-- Lista de actividades --
1. Reproduce palabra por palabra el texto sobre el deporte y el consumo, todo lo que va desde "En este libro, el" hasta "no hay paraíso.".
2. Contesta estas preguntas con lo que dice el texto sobre el deporte y el consumo.
(a) Además de para la estupidización, ¿para qué es el deporte una herramienta inmejorable?
(b) ¿Qué dos cosas hay en abundancia en nuestro mundo?
(c) ¿Con qué prenda se da el cante al presentarse en la piscina?

-- Texto proporcionado --

----

En este libro, el deporte es un pilar fundamental para la alienación y el control social, pues supone un entretenimiento casi permanente y masivo, una herramienta inmejorable no sólo para la estupidización, sino también para el consumo. Y es que, si se quiere practicarlo, hay que contar con los artefactos adecuados. Sin consumo no hay paraíso.

Nuestro mundo todavía no tiene una droga tan sofisticada como el soma, pero sí gimnasios y tiendas de Decathlon en abundancia. También mucha gente dispuesta a parecer que va a subir el Everest cuando camina por una pista forestal que no requiere palos ni ningún equipamiento especial, salvo unas zapatillas de deporte y una ropa cómoda. Comprar una bici para dar unos paseítos conlleva ataviarse como si se fuera a participar en el tour de Francia, y presentarse en la piscina con el bikini de la playa es dar el cante entre bañadores escrupulosamente deportivos.

----

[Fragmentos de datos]
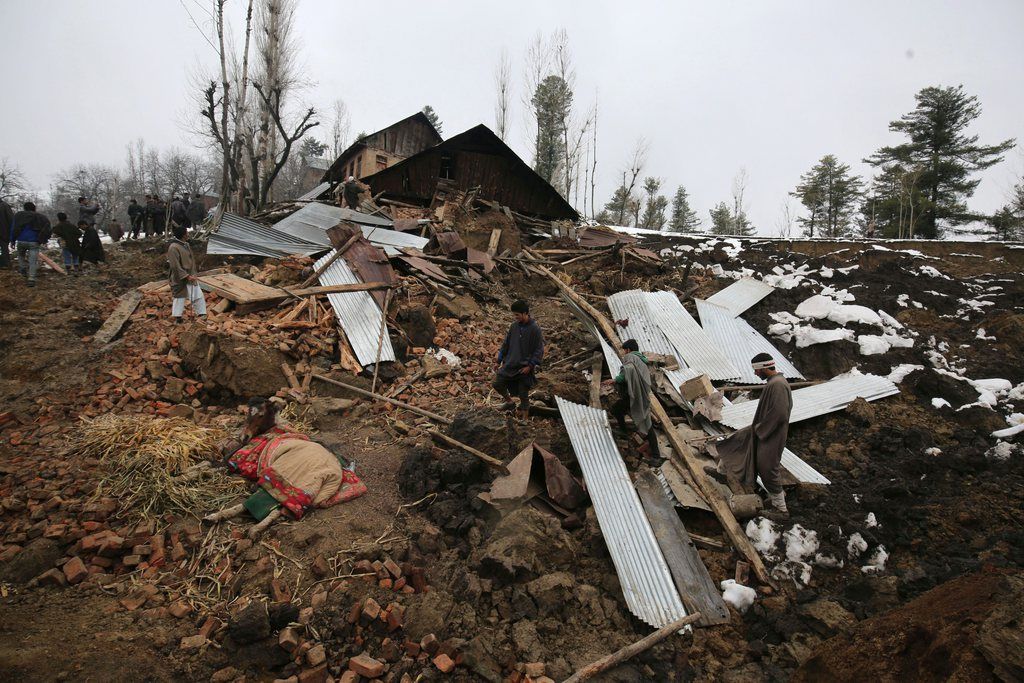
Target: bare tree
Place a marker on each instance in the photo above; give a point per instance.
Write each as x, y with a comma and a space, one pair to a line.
13, 184
341, 126
503, 85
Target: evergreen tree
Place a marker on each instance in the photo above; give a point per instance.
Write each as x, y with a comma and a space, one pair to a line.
654, 206
943, 153
721, 219
552, 102
829, 194
435, 120
684, 219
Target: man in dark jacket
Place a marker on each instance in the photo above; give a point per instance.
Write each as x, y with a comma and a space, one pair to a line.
6, 216
633, 383
519, 358
134, 219
29, 230
196, 211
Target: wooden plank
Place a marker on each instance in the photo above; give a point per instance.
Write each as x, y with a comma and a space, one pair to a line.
695, 586
126, 306
715, 499
496, 237
595, 380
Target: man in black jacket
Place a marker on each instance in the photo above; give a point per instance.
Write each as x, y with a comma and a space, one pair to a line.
29, 230
519, 358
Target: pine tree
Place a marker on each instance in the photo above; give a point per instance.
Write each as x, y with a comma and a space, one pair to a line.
552, 102
829, 195
684, 219
432, 117
943, 153
654, 206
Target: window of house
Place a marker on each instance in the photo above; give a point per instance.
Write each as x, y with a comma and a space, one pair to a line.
448, 167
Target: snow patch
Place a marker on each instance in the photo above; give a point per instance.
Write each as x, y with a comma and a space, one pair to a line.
737, 595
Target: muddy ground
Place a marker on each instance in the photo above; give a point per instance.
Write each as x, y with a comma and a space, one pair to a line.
507, 596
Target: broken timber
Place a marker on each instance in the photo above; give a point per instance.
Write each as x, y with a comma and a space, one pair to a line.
493, 462
694, 584
645, 643
126, 306
712, 495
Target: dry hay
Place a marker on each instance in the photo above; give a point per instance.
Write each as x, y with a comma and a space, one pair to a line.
144, 464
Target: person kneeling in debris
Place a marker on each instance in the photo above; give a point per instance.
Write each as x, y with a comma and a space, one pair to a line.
519, 358
293, 473
181, 274
757, 451
633, 383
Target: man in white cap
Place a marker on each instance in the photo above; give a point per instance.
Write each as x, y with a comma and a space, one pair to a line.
757, 451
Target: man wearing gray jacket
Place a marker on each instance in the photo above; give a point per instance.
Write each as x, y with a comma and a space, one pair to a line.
634, 395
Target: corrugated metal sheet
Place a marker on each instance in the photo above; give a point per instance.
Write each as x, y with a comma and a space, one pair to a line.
740, 342
689, 339
740, 295
643, 573
632, 305
315, 191
311, 221
818, 399
801, 469
357, 313
391, 241
237, 235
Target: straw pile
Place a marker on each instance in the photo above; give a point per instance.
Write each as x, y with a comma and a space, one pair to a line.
142, 461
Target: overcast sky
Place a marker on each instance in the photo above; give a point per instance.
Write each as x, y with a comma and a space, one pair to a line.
713, 86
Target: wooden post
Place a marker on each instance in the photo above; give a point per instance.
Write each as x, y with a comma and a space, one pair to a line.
596, 366
370, 394
645, 643
683, 452
493, 462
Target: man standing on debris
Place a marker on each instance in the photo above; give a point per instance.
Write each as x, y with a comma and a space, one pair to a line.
519, 358
181, 274
757, 451
29, 230
633, 383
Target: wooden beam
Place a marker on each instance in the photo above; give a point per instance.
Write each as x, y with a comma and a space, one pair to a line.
493, 462
595, 380
682, 452
619, 656
126, 306
338, 254
370, 394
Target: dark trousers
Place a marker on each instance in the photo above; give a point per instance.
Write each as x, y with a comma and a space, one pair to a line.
517, 385
621, 409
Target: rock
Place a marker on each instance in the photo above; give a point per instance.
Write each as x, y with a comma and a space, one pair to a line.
861, 412
462, 307
526, 641
250, 625
828, 616
34, 559
428, 614
418, 325
232, 366
366, 666
524, 545
551, 592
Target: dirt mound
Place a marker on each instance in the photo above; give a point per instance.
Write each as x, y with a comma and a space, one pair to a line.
965, 630
232, 366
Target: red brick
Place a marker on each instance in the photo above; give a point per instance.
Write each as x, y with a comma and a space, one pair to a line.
75, 570
443, 663
366, 666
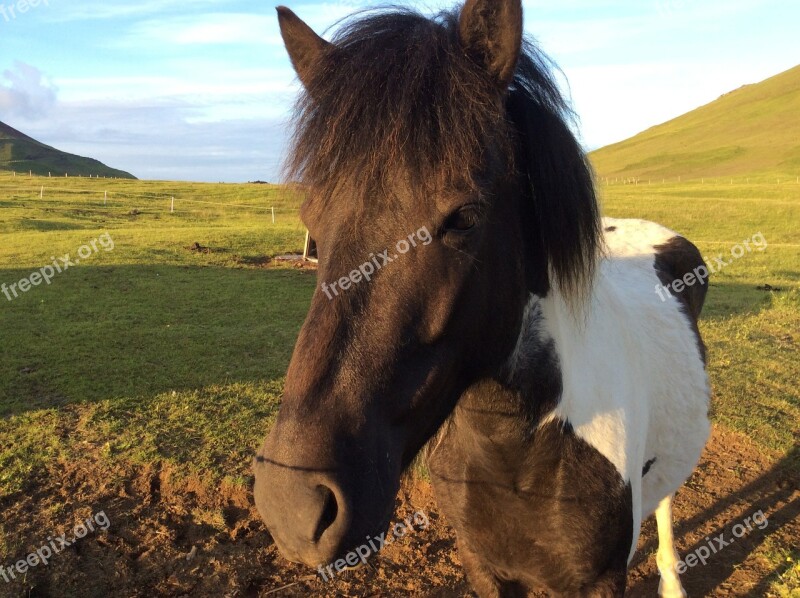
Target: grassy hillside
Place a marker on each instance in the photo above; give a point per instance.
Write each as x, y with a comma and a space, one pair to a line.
150, 356
23, 154
753, 130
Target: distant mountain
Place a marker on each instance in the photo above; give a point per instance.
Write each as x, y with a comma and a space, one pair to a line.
753, 130
21, 153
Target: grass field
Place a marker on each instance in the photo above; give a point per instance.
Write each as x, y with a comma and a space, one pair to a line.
750, 130
155, 352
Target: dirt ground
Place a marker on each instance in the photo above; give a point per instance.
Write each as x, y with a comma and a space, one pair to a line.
170, 539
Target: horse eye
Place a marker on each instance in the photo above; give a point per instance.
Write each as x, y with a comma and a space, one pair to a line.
462, 220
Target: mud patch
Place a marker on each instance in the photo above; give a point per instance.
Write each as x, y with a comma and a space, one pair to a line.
176, 536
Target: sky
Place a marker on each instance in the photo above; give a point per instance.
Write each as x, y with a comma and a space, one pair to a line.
203, 90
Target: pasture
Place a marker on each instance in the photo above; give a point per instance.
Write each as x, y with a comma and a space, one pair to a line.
140, 381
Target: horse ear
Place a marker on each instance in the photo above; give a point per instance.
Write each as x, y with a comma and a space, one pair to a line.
490, 32
305, 47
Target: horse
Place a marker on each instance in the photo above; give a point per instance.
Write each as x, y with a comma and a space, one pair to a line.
471, 303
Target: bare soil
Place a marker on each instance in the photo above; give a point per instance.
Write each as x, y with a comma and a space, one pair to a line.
170, 538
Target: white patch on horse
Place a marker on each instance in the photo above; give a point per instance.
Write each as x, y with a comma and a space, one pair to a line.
634, 384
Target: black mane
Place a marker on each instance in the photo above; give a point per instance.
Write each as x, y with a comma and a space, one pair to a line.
395, 95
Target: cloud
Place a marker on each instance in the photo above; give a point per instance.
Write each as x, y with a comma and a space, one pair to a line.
161, 140
26, 93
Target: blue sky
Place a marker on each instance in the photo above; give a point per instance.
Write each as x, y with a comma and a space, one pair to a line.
202, 89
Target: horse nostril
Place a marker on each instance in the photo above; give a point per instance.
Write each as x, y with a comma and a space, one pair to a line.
330, 509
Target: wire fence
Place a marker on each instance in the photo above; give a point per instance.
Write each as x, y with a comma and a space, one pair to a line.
752, 180
101, 199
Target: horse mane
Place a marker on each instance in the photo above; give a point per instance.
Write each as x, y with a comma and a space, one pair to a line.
396, 96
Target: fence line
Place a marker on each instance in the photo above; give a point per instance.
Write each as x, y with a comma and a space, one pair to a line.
756, 180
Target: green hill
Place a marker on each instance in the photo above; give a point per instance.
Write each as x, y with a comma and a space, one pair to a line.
753, 130
21, 153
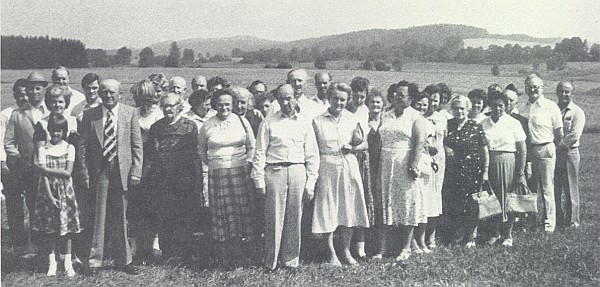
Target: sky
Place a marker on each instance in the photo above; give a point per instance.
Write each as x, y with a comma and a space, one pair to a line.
112, 24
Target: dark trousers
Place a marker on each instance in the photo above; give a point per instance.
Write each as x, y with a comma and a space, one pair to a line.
111, 207
86, 200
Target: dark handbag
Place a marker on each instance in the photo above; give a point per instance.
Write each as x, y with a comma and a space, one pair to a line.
486, 202
521, 200
358, 136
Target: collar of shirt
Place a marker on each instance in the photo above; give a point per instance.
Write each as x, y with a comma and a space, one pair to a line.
115, 110
295, 116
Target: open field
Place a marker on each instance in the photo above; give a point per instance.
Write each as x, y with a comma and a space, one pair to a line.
461, 78
566, 258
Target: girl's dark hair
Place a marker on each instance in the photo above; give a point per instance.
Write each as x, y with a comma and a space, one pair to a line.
198, 98
360, 84
217, 94
56, 91
58, 122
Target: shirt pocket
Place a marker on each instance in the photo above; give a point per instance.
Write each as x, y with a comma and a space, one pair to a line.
541, 119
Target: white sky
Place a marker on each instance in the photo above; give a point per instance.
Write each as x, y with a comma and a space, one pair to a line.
111, 24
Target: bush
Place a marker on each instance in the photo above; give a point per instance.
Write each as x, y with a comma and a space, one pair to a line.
366, 65
496, 70
284, 65
381, 66
556, 62
320, 64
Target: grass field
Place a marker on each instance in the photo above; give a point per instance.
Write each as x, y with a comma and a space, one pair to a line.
566, 258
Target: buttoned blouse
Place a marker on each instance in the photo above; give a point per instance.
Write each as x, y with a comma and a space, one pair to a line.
285, 139
573, 124
226, 143
332, 133
544, 117
504, 134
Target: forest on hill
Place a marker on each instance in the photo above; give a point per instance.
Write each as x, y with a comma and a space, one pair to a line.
377, 48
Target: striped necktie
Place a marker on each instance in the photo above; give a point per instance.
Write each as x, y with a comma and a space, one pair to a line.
110, 138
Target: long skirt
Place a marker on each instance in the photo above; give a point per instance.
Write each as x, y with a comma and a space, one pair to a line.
231, 203
402, 194
365, 174
502, 174
432, 200
339, 196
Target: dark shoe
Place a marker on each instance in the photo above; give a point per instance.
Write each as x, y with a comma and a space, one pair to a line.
129, 269
92, 271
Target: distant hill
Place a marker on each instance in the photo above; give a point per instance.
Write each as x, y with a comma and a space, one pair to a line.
432, 35
213, 45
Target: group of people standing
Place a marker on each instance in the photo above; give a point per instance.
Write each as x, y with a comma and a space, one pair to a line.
277, 166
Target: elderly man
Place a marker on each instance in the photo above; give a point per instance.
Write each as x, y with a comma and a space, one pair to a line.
286, 165
566, 176
14, 199
545, 132
178, 86
110, 157
60, 76
297, 80
90, 85
19, 145
322, 82
199, 83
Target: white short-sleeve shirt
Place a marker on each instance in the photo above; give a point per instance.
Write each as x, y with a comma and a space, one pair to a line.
503, 134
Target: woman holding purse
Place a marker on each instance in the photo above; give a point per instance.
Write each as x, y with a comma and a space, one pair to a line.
507, 151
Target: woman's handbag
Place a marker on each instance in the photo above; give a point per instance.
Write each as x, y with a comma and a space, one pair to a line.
486, 202
521, 200
358, 136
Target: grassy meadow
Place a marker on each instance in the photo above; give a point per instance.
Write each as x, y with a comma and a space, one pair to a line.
566, 258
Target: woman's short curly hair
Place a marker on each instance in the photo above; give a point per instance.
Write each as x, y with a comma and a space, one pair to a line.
219, 93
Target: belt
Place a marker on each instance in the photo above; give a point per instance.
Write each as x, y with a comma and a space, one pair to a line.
283, 164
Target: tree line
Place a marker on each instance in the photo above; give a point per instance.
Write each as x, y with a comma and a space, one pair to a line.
20, 52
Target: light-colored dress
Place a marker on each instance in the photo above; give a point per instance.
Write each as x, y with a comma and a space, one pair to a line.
228, 146
401, 193
46, 217
339, 195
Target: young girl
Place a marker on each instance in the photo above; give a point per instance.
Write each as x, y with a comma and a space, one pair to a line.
56, 213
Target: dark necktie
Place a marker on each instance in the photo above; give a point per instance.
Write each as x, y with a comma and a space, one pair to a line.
110, 138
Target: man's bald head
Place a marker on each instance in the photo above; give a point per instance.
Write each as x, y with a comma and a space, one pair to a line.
177, 85
533, 86
297, 78
110, 93
199, 83
286, 98
322, 82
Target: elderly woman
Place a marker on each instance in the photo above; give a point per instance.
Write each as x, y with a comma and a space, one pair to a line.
507, 151
402, 140
376, 103
478, 98
339, 202
466, 169
245, 108
146, 95
227, 147
435, 147
171, 157
358, 106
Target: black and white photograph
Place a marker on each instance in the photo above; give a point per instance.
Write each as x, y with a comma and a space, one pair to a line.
300, 143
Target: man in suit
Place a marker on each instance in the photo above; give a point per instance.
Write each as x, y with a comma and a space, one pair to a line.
111, 164
18, 143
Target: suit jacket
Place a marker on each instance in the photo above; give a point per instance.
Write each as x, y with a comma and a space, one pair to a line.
129, 144
18, 138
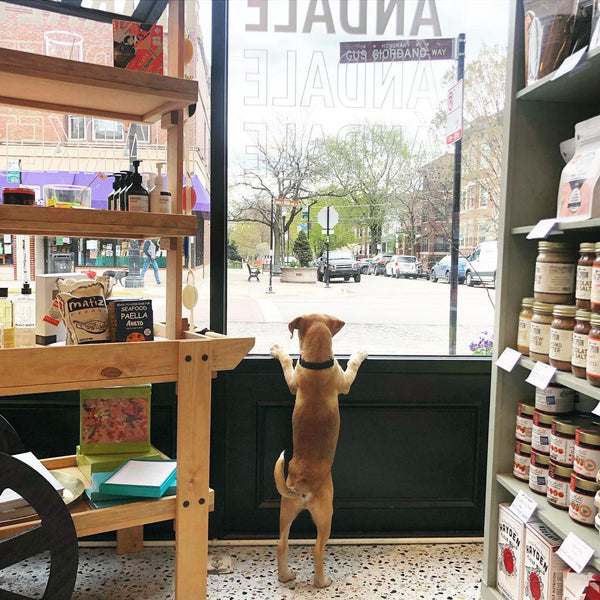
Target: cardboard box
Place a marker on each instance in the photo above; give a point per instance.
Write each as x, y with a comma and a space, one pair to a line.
130, 319
511, 554
115, 420
543, 577
138, 46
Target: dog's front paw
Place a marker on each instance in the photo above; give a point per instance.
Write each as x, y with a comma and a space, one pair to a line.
359, 356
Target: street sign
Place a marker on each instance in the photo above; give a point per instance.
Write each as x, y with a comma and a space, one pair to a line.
333, 217
286, 202
454, 113
397, 50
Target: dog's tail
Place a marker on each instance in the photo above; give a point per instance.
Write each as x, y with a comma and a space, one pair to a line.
279, 476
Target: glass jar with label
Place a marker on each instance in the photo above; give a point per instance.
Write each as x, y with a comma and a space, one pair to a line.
582, 492
581, 333
538, 472
561, 336
521, 461
524, 326
555, 268
557, 491
539, 334
583, 279
592, 365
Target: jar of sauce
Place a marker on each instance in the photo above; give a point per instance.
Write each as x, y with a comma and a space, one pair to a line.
561, 336
582, 492
521, 461
524, 326
555, 268
539, 335
525, 422
581, 333
592, 365
586, 453
583, 279
557, 491
538, 472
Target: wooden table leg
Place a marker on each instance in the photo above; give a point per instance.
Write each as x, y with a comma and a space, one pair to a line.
130, 539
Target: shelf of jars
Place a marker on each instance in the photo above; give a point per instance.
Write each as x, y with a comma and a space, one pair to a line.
82, 222
66, 86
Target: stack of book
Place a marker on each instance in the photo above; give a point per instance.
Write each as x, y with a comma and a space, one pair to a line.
135, 480
114, 427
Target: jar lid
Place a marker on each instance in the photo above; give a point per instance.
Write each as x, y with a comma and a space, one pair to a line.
587, 247
564, 310
522, 448
583, 483
555, 246
539, 458
525, 408
588, 435
543, 308
560, 470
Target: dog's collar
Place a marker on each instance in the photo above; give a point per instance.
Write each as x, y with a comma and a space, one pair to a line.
316, 366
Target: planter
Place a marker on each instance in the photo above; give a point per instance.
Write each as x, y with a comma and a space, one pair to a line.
298, 274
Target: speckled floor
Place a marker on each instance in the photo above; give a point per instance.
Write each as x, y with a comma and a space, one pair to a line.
411, 571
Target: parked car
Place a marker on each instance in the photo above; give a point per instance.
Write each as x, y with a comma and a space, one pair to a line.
377, 266
482, 264
403, 265
441, 269
342, 264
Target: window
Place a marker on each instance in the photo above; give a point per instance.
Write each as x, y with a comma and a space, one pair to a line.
105, 130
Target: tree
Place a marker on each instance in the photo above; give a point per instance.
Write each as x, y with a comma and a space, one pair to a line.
302, 249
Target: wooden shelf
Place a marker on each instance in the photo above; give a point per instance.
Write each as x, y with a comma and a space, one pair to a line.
60, 368
91, 521
40, 220
66, 86
558, 520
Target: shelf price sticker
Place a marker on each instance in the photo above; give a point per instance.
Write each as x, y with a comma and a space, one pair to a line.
575, 552
508, 359
523, 507
541, 375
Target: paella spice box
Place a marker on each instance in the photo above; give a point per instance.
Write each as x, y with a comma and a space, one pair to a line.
543, 568
130, 319
511, 554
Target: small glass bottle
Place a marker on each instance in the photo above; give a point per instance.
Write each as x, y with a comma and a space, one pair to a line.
24, 306
524, 326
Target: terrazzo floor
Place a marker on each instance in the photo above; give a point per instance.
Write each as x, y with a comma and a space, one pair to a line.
411, 571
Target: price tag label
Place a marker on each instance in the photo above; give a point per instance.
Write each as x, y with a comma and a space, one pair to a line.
508, 359
542, 229
541, 375
523, 506
575, 552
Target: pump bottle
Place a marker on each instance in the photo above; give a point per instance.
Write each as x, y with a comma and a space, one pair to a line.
24, 315
137, 197
160, 199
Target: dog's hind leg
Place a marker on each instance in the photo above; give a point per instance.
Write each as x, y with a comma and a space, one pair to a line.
287, 513
321, 510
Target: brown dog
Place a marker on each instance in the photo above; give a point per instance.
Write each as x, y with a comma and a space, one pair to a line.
317, 380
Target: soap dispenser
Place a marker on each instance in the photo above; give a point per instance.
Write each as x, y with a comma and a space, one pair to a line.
160, 199
137, 198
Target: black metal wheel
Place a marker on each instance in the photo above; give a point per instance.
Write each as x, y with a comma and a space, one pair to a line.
55, 533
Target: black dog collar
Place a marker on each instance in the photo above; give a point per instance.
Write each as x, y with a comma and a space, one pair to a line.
316, 366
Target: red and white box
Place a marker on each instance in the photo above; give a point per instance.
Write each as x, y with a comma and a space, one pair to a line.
511, 554
543, 576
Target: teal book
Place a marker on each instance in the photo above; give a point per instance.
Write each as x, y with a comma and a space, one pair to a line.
148, 478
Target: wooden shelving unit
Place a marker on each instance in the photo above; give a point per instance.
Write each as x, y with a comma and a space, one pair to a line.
189, 359
537, 118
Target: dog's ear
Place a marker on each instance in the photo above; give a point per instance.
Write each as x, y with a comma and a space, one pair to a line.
334, 324
295, 324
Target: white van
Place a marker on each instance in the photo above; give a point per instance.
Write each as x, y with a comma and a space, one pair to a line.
481, 266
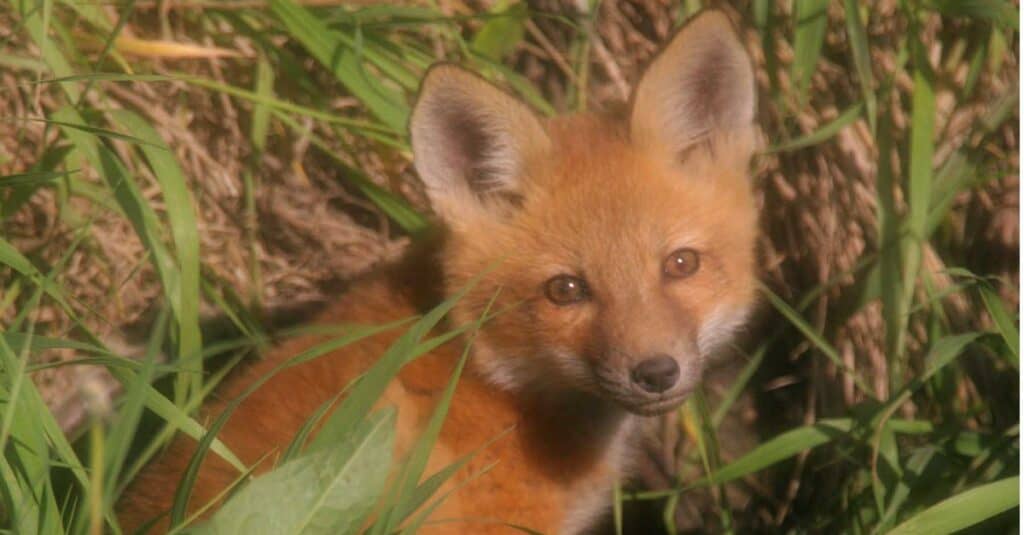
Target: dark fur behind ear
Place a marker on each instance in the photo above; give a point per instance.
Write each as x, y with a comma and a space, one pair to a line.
699, 87
471, 141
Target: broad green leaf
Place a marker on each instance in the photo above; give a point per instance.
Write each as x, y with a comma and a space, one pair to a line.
326, 492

----

-- Respuestas --
1.
En este libro, el deporte es un pilar fundamental para la alienación y el control social, pues supone un entretenimiento casi permanente y masivo, una herramienta inmejorable no sólo para la estupidización, sino también para el consumo. Y es que, si se quiere practicarlo, hay que contar con los artefactos adecuados. Sin consumo no hay paraíso.

2.
(a) Para el consumo.
(b) Gimnasios y tiendas de Decathlon.
(c) Con el bikini de la playa.